§ WORK REQUIRED
Copy out word for word the stretch of the material below from the line containing "If you could mark the stainless steel refrigerator" through the line containing "<point>160,56</point>", both lines included.

Dataset items:
---+---

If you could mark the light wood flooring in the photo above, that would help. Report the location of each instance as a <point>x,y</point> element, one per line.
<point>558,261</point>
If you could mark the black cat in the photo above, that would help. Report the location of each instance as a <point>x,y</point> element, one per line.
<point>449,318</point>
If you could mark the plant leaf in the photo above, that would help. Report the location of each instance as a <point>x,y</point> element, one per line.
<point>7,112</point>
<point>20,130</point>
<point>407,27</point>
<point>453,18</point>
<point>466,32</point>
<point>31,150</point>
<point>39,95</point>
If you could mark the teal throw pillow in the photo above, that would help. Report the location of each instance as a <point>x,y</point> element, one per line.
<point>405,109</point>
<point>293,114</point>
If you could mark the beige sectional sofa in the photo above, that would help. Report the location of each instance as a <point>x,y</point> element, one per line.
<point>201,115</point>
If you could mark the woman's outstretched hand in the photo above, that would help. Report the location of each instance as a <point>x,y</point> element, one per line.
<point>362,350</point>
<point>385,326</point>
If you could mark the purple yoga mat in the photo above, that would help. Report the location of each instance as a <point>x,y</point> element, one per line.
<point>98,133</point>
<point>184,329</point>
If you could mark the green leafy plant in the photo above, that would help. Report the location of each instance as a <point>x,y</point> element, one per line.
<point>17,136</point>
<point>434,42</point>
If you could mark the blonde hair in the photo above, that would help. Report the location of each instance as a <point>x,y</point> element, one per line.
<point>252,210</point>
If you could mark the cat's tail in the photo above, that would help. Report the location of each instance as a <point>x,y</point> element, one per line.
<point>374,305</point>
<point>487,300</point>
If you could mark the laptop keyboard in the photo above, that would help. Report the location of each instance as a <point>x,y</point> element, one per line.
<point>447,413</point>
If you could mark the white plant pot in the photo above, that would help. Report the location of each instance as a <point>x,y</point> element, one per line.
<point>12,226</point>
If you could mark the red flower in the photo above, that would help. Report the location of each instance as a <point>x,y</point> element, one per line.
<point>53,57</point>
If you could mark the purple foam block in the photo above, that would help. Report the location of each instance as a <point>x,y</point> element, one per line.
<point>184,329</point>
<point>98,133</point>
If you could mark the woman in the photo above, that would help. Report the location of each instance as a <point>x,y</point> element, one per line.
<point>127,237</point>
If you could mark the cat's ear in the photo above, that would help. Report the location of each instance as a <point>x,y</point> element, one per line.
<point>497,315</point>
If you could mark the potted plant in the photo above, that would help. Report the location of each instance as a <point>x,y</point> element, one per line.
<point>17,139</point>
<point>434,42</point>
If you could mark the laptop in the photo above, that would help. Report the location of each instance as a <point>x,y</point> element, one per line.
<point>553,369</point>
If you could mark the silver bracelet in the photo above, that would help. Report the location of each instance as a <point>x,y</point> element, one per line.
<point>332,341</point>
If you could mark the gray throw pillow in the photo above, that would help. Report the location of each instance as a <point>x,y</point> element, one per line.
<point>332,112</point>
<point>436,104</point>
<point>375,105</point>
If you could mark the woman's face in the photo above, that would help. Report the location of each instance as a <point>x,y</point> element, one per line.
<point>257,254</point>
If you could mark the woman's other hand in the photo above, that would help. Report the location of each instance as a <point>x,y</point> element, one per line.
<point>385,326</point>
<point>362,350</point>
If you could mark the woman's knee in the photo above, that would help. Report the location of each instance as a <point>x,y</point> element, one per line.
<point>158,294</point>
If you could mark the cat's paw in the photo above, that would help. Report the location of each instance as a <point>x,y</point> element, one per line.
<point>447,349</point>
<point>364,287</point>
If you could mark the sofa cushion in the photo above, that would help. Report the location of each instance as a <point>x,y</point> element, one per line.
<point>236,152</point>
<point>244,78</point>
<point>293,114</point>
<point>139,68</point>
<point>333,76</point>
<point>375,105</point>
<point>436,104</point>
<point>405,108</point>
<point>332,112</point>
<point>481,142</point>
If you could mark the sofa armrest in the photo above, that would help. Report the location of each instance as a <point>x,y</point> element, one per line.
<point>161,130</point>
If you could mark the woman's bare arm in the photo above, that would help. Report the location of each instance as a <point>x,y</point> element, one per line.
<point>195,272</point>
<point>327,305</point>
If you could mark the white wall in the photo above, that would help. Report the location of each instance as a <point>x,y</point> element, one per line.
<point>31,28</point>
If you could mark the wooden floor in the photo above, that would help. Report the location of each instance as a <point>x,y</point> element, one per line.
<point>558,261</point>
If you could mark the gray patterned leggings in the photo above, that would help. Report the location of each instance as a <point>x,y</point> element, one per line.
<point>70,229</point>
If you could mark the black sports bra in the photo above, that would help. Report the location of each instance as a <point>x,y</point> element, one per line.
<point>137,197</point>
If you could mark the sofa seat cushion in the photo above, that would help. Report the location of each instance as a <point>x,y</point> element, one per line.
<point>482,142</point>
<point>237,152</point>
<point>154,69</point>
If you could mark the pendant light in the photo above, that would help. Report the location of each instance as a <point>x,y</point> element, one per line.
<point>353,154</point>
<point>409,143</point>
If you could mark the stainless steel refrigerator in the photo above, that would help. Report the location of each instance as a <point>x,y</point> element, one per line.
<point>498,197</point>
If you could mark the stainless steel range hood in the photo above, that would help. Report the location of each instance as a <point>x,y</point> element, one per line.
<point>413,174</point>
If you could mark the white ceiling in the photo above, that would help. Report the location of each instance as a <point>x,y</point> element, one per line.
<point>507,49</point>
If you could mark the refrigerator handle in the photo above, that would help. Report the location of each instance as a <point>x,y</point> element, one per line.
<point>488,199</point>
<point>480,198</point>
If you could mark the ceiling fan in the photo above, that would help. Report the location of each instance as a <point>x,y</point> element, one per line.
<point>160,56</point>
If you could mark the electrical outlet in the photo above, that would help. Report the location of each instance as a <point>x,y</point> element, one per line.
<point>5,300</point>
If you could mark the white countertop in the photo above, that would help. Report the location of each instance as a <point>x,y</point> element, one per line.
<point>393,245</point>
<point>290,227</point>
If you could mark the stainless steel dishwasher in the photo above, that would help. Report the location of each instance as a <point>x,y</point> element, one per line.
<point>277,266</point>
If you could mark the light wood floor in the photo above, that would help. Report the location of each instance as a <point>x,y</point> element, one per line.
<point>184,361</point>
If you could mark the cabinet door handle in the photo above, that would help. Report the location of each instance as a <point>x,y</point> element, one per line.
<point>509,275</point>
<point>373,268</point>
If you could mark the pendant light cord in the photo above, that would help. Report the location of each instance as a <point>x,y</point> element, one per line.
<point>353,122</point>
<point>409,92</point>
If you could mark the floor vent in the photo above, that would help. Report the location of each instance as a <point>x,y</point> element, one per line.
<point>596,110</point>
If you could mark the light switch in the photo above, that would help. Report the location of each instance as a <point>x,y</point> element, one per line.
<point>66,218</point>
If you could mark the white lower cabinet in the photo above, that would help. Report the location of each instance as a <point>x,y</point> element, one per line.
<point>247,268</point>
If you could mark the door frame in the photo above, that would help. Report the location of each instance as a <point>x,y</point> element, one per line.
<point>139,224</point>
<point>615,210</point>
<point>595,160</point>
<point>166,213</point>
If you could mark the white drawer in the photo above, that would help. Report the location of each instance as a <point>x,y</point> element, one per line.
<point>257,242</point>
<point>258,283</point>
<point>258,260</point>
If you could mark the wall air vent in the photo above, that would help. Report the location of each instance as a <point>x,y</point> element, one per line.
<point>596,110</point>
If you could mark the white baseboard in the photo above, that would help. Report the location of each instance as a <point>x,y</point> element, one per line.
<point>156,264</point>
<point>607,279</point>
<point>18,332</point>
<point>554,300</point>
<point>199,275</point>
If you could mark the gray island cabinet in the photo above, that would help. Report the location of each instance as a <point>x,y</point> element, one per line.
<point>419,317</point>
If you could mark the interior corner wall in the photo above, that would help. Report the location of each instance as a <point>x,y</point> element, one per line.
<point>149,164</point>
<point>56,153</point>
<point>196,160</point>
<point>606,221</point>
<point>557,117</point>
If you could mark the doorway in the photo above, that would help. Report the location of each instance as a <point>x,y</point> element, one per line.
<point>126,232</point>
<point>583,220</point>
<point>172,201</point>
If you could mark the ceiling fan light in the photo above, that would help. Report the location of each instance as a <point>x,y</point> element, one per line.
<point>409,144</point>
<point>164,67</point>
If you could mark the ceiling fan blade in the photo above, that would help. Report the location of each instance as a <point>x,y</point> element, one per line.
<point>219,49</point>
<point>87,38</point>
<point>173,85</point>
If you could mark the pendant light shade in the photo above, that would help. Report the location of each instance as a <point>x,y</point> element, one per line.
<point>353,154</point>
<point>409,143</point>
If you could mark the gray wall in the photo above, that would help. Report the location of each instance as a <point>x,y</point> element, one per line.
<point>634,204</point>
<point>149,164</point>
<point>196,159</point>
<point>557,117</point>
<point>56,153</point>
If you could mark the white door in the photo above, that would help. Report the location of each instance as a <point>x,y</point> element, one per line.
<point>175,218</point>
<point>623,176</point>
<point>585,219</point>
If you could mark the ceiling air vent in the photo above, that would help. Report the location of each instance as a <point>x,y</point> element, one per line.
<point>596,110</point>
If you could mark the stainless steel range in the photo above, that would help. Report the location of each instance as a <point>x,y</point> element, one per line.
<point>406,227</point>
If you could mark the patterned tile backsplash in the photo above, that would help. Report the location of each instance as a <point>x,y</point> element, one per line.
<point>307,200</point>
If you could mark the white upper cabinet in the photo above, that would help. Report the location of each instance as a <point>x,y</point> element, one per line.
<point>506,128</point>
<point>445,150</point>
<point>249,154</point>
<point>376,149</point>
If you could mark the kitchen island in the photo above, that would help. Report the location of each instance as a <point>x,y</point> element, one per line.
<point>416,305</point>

---+---

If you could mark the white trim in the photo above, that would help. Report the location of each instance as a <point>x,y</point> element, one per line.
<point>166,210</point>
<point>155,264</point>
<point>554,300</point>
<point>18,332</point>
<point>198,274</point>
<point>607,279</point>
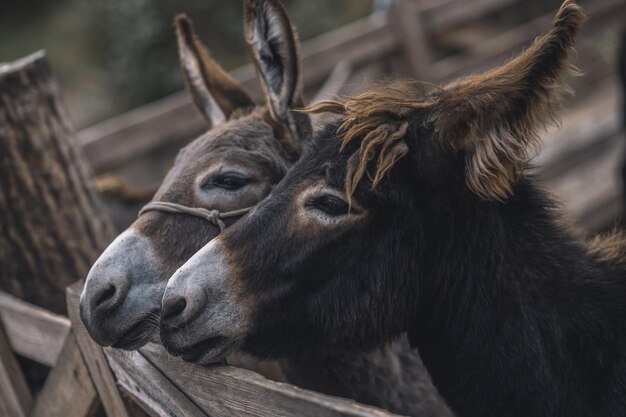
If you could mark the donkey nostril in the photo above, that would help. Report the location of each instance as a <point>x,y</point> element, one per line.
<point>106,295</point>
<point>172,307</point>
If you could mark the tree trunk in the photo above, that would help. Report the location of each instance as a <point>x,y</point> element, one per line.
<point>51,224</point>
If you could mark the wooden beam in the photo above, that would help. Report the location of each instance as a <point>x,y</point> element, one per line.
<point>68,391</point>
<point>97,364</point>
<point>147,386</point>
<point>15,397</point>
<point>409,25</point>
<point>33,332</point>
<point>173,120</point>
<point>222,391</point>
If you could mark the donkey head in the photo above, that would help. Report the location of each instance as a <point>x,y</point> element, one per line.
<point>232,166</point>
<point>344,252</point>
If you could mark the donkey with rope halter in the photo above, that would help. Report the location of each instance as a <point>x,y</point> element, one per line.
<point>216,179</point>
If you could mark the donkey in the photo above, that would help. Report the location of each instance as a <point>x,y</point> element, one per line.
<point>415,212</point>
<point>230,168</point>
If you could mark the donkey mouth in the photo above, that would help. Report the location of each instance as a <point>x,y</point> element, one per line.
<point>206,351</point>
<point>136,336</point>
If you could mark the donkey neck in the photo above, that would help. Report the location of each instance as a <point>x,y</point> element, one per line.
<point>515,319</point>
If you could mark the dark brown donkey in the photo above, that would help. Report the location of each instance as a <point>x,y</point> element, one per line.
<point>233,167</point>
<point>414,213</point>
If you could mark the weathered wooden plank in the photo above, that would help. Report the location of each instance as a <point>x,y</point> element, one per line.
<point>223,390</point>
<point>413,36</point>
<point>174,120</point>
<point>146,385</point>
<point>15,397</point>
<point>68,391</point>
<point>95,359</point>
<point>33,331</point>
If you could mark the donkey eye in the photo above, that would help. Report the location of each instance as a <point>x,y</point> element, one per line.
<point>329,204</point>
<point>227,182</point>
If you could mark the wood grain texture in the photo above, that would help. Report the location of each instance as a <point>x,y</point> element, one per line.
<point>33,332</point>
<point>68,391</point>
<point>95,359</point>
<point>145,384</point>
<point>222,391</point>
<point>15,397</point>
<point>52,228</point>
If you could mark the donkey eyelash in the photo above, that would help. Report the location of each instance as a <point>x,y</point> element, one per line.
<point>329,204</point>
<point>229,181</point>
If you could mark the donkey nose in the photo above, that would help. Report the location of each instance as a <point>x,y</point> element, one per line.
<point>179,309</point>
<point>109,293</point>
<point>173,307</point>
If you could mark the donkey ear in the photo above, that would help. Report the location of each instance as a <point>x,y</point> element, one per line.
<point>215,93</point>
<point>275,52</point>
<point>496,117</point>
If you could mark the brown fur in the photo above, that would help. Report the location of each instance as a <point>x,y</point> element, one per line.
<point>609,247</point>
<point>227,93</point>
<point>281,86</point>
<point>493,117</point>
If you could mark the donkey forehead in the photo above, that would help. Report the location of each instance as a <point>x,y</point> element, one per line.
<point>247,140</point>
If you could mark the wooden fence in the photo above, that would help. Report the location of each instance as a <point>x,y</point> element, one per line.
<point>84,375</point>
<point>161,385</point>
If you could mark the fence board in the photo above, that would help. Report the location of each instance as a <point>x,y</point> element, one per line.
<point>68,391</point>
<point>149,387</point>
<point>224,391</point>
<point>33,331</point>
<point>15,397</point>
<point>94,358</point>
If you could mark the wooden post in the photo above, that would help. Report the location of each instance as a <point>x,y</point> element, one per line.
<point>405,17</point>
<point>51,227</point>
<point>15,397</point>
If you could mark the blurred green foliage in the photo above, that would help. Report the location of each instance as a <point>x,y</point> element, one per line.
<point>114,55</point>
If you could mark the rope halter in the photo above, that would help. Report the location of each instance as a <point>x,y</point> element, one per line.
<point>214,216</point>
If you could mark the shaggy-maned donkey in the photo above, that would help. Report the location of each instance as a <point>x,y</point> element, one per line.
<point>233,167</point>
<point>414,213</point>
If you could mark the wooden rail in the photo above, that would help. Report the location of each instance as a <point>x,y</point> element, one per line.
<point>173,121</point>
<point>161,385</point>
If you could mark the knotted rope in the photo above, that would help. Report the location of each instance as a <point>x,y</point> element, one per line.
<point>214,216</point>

---+---

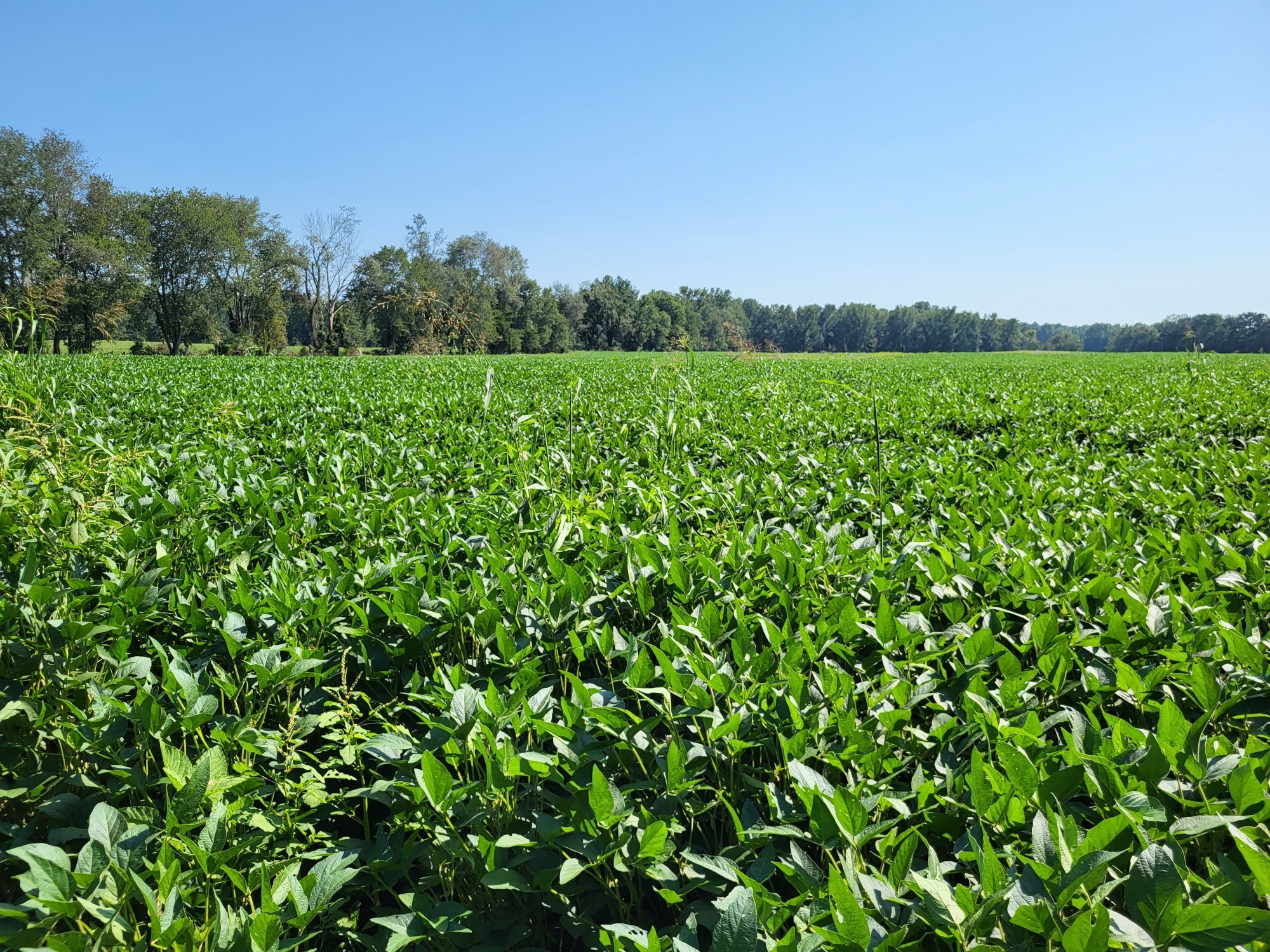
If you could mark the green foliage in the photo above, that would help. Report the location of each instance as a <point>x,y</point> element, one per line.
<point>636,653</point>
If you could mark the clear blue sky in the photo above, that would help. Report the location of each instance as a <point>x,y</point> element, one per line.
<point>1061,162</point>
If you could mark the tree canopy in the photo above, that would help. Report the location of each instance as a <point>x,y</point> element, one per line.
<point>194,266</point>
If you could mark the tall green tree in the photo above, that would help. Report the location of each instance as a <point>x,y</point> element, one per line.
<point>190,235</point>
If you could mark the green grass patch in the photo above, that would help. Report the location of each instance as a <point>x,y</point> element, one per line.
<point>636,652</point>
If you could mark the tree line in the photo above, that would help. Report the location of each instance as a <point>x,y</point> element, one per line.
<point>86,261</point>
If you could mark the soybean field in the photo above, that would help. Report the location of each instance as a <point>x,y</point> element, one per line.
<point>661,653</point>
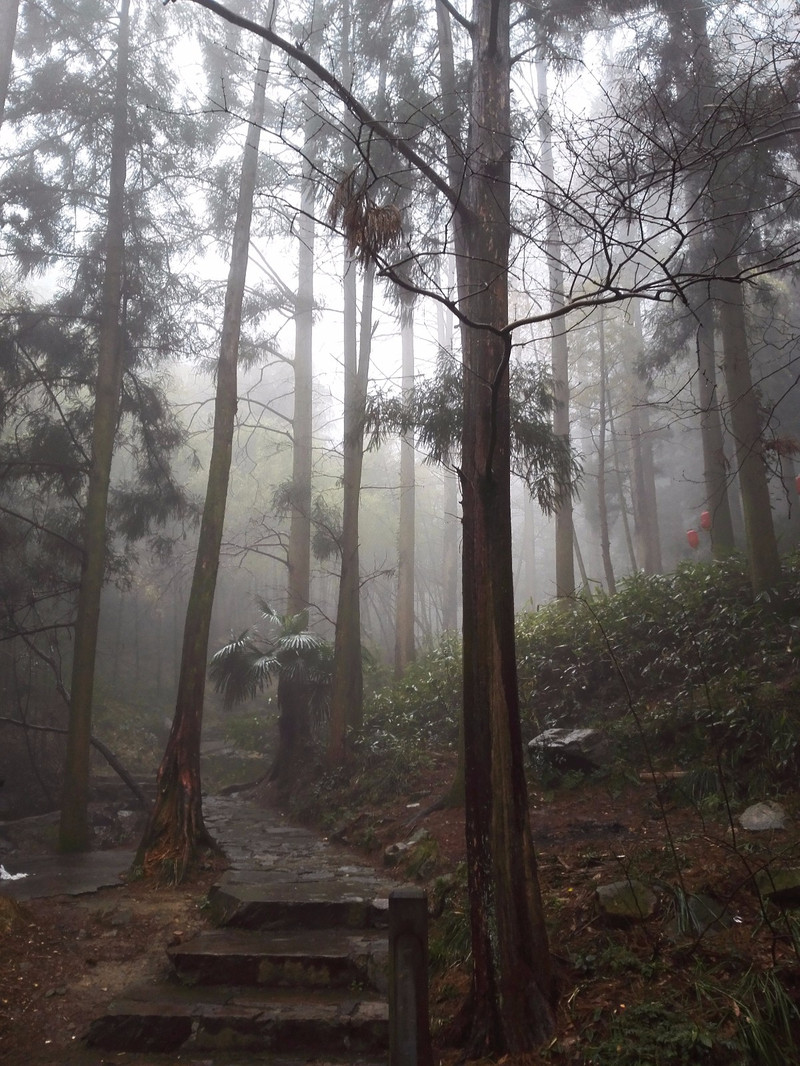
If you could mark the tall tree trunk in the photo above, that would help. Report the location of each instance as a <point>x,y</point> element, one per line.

---+---

§ EXERCISE RESPONSE
If you could mark the stainless steel refrigerator in the photo above, that would help. Report the location of each instance as a <point>x,y</point> element, one per line.
<point>498,197</point>
If you could mark the stainless steel range hood in the photo above, that would help. Report the location of each instance as a <point>x,y</point> element, one per line.
<point>413,174</point>
If you could mark the white ceiling in the photo above, that would help. Report the location of each instance as a <point>x,y</point> element, one per line.
<point>507,49</point>
If you could mark the refrigerator handle in the photo above, that would help. Report the location of each instance as a <point>x,y</point> element, one per line.
<point>488,199</point>
<point>480,198</point>
If you could mark the ceiling fan in the photo above, that would help. Report the location of each instance as a <point>x,y</point> element, one per line.
<point>160,56</point>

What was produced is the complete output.